◆ **WORK REQUIRED**
Give every entry again, word for word and in full.

◆ **PROVIDED DATA**
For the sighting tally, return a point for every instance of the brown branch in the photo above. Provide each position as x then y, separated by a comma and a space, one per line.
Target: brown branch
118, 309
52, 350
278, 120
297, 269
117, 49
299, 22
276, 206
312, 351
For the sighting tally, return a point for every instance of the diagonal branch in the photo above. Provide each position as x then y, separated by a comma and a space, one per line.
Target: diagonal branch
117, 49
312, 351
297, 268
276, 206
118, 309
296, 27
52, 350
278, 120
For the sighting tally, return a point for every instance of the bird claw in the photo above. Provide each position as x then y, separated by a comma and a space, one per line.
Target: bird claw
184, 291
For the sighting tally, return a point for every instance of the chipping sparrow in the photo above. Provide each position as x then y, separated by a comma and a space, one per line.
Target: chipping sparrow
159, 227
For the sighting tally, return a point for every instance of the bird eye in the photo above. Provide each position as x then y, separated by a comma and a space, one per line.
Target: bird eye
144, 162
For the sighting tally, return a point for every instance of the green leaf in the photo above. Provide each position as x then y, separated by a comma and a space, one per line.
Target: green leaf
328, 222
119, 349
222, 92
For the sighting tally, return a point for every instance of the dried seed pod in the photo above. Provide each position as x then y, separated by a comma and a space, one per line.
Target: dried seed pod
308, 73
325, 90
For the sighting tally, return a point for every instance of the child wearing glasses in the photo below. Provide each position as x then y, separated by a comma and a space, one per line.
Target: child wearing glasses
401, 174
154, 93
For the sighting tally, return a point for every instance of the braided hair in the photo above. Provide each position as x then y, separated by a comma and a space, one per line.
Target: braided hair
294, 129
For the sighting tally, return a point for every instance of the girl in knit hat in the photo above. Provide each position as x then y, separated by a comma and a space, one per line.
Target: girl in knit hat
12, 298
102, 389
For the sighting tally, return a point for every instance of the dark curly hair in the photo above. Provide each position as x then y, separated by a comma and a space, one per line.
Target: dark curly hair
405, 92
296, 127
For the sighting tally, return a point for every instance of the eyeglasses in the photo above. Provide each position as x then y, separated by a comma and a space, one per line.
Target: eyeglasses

◆ **SOLUTION TO THIS TASK**
For the sighting tally, return a point for every instance of the brown branch in the photo above. Provide each position as x then y, separated by a comma and a space, one per line.
Target: brown branch
118, 309
52, 350
278, 120
297, 269
117, 49
299, 22
276, 206
312, 351
For the sighting tally, return a point for every instance of the diagonal branch in the photo above. Provide each position as x then y, separated by a comma and a space, one per line.
Target: diagonal branch
117, 49
312, 351
297, 268
276, 206
118, 309
296, 27
52, 350
278, 120
For the sighting tally, return a point for every instance of the bird claw in the photo above. Provide each position as x then y, separated by a comma and a space, one per line.
Target: bird claw
184, 291
For the sighting tally, return a point for every instance of the chipping sparrow in the photo above. Provide each position as x then y, separated by a comma and a space, one per line.
Target: chipping sparrow
159, 227
For the sighting tally, return a point for every instance of the bird eye in the photo above. Provide each position as x then y, separated by a comma and a space, one per line.
Target: bird eye
144, 162
For the sighting tally, return a point for every instance of the green leaf in the photo above. Provide each position as x then y, separated by a comma and a space, one per line.
Target: green leaf
328, 222
119, 349
222, 92
For the sighting tally, return a point for every instance of the dried seed pod in the photo above. Provide each position as x then y, separated by a comma and a space, one per line.
Target: dried seed pod
308, 73
325, 90
For the sighting tally, return a point for every instance of the child wearing glasses in the photo below. Provide each position as x then y, separated by a comma and a space, one per line.
Target: child wearing glasses
401, 174
154, 93
For the sighting tally, return a point for every instance of the braided hair in the photo above. Provide each position as x then y, separated by a comma and a space, one per line.
Target: braided hair
294, 129
For the sighting tally, return a point for every instance of the girl in knit hat in the photo above. Provide each position as x then y, separated by a comma and a space, one per line.
Target: girl in knit hat
12, 298
102, 389
For the sighting tally, return a point for every instance of the dark curly hair in the photo above. Provide each position as x then y, separated by a comma and a space, one per line.
Target: dark curly hair
405, 92
296, 127
For the sighting tally, return a point for every instance of the eyeglasses in the photo above. Provide each position as x then y, separated by a comma and a space, one per line.
Target: eyeglasses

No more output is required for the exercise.